--- start of Document segment ---

This double inducement -- (i) from experience as a user, able to fully cite- navigate some papers but unable to do so with others because they had not been archived in a form that could be citation linked, and (ii) from experience as an author, learning of unsuccessful attempts to cite-navigate through one's work via citation links -- should help to accelerate and focus changes in author practises that will increase the ratio of useable documents even as we are working directly on solving the problems of extracting still more from the present formats after the first partial quick- linking of the papers with the readily identifiable citation formats.
 

4.6 (6) Optimizing the Deposit Procedures and Formats of (1).

4.7 (7) Upgrading the Citation-Navigating Capabilities of (2).

The developments in (3),(4) and (5) will also feed back on (1), the author deposit procedure, which can be continuously upgraded and optimized in accordance with what proves to be best for the success of (3)-(5). Again, the extraordinarily high level of use of the LANL archive will help to accelerate convergence on practices and standards that are optimal for the user community. Similarly, developments in (5) will lead to upgrading of the user interface and its capabilities (2).
 

4.8 (8) Bibliometric analysis analysis of citation and usage.

The citation-linked database will make several kinds of analyses possible that will help us to better understand, predict and direct developments in this new medium:

Author-end citation patterns will be analyzed to determine the scope of the Archive: What proportion of citations point to current papers that are in the Archive? what proportion to current papers that are not in the archive? or to papers that pre-date the Archive? to books? to papers in their unrefereed preprint form? to papers in their final published form? how do these patterns change as the Archive's holdings grow, as its user-base grows, as its years of coverage grow?

--- end of Document segment ---

Stated task 1 – Print the rows verbatim, from the line with "of the belt" up to and including the last line of the rows.
The rows after this excerpt have no connection to it.

--- start of Dataset records ---

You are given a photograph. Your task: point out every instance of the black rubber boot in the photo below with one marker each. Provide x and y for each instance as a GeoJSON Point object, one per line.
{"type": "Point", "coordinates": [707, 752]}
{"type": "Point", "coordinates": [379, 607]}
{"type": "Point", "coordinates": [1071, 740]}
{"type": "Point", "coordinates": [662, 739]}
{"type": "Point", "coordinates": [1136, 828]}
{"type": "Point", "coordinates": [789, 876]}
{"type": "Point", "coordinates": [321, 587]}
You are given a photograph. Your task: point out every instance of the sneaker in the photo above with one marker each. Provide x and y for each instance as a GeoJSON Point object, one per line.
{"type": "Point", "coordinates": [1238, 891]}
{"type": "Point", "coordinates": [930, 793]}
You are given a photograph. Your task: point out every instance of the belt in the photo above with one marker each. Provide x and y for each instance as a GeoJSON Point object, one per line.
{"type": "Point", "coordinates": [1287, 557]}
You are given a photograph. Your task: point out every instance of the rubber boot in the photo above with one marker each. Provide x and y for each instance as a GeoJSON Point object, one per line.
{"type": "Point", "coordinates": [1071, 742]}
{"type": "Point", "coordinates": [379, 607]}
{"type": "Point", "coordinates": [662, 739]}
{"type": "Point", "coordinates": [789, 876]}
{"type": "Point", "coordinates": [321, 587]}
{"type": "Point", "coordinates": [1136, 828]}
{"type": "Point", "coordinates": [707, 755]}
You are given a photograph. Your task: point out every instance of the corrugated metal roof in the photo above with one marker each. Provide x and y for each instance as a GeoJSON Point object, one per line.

--- end of Dataset records ---

Stated task 2 –
Answer these about the citation-archive excerpt:
(a) Whose extraordinarily high level of use is said to help accelerate convergence on practices and standards?
(b) What section number is given to the bibliometric analysis of citation and usage?
(c) What does the excerpt identify as (1)?

Complete output 1 –
You are given a photograph. Your task: point out every instance of the belt in the photo above with one marker each. Provide x and y for each instance as a GeoJSON Point object, one per line.
{"type": "Point", "coordinates": [1287, 557]}
You are given a photograph. Your task: point out every instance of the rubber boot in the photo above with one marker each. Provide x and y for each instance as a GeoJSON Point object, one per line.
{"type": "Point", "coordinates": [1071, 742]}
{"type": "Point", "coordinates": [379, 607]}
{"type": "Point", "coordinates": [662, 739]}
{"type": "Point", "coordinates": [789, 876]}
{"type": "Point", "coordinates": [321, 587]}
{"type": "Point", "coordinates": [1136, 828]}
{"type": "Point", "coordinates": [707, 755]}
You are given a photograph. Your task: point out every instance of the corrugated metal roof in the photo above with one marker each. Provide x and y for each instance as a GeoJSON Point object, one per line.

Complete output 2 –
(a) The LANL archive's.
(b) 4.8.
(c) The author deposit procedure.